HCV infection is sensed by cellular pathogen recognition receptors (PRRs) and can cause interferon (IFN) production. IFN-mediated signaling leads to expression of IFN-stimulated genes (ISGs), many of which exhibit antiviral effects (reviewed in [33, 34]). To address whether HCV infection is associated with IFN responses, including ISG upregulation in this dataset, we assessed the expression levels of ISGs in the liver. As shown in Fig. 3c, 18 out of the 62 genes significantly upregulated in HCV-positive compared to HCV-negative livers were ISGs. Moreover, the abundance of HCV RNA (Fig. 3a) clearly correlated with the expression levels of these 18 ISGs (Fig. 3d; p = 2.2e−16 by linear regression test). Moreover, gene ontology (GO) enrichment analysis of the differentially expressed genes (DEGs) between HCV-positive and HCV-negative livers indicated that the genes associated with “type I interferon signaling pathway,” “defense response to virus,” and “viral process” were highly upregulated in the HCV-positive livers (Fig. 3e). Altogether, these findings are consistent with previous findings [33, 34] and verify the biological significance of the results by our analytic pipeline.
Based on the following two hallmarks, histological observations suggesting hepatitis (Fig. 3b) and upregulation of ISGs (Fig. 3c and d), the detection of HCV reads is a good chance to validate the specificity and sensitivity of our analytical pipeline. To validate the performance of our computational pipeline, we compared ours with the other three computational pipelines, Kraken , CLARK , and Kaiju , which have been previously reported as computational pipelines to identify viral sequences from NGS data. As shown in Additional file 7: Figure S2, these three pipelines detected HCV reads from the three HCV-positive samples (sample IDs: ZAB4, 13SLX and 139TS) identified by our pipeline. However, CLARK and Kraken detected tremendous amounts of HCV reads from all liver samples (Additional file 7: Figure S2). Taken together with the fact that the prevalence of HCV infection worldwide is less than 5% , these results suggest that the results obtained by CLARK and Kraken contain many false-positive hits, and these pipelines are relatively less specific for at least HCV in the dataset used in this study. On the other hand, the result obtained by Kaiju was similar to that by our pipeline (Additional file 7: Figure S2). Collectively, these results strongly support the validity of our analytical pipeline.

• Dataset excerpt:

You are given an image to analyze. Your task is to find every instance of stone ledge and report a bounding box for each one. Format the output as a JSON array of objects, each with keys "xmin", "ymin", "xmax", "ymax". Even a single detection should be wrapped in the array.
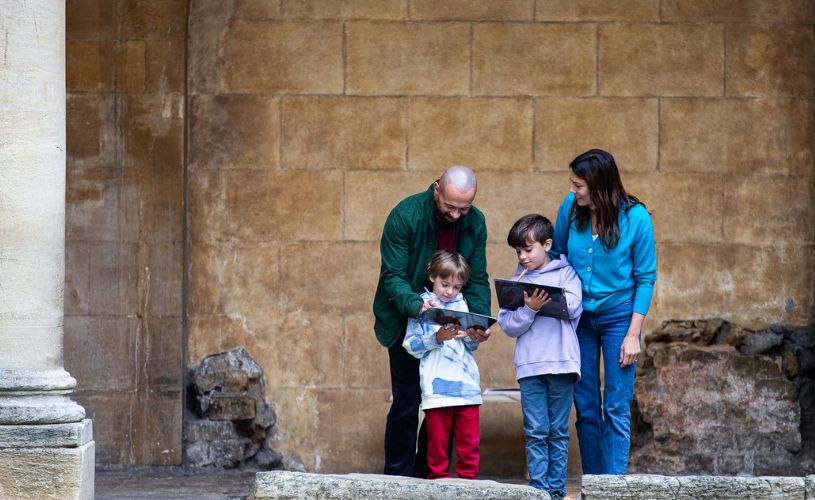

• What to work on:
1 > Do the statements below agree with the HCV pipeline passage? Answer yes or no for each, quoting the deciding words of the passage.
(a) Of the 62 genes significantly upregulated in HCV-positive livers, 18 were ISGs.
(b) Kaiju, like CLARK and Kraken, detected tremendous amounts of HCV reads from all liver samples.
(c) The worldwide prevalence of HCV infection is under 5%.
2 > What comes next in the HCV pipeline passage? Write the text that follows its final sentence.

• Your written answers:
1 >
(a) Yes: "18 out of the 62 genes significantly upregulated in HCV-positive compared to HCV-negative livers were ISGs."
(b) No: "CLARK and Kraken detected tremendous amounts of HCV reads from all liver samples," whereas "the result obtained by Kaiju was similar to that by our pipeline."
(c) Yes: "the prevalence of HCV infection worldwide is less than 5%."

2 >
EBV infection in human plasma cells
We next focused on EBV, the most broadly detected virus in multiple individuals (Fig. 2, right). EBV is classified into the family Herpesviridae, genus Lymphocryptovirus, and possesses a double-stranded circular DNA (~ 172 kb) genome. EBV is known as the causative agent of infectious mononucleosis and some malignant diseases such as Burkitt lymphoma and post-transplant lymphoproliferative disorder. However, more than 90% of adults are positive for EBV, leading to the concept that EBV chronically infects humans without causing serious disease . Although EBV preferentially infects human leukocytes, particularly B cells , EBV was broadly detected in various tissues (Fig. 2, left). This result may be attributed to the residual blood in each tissue even after the perfusion process, or to tissue-resident cells from the B cell lineage .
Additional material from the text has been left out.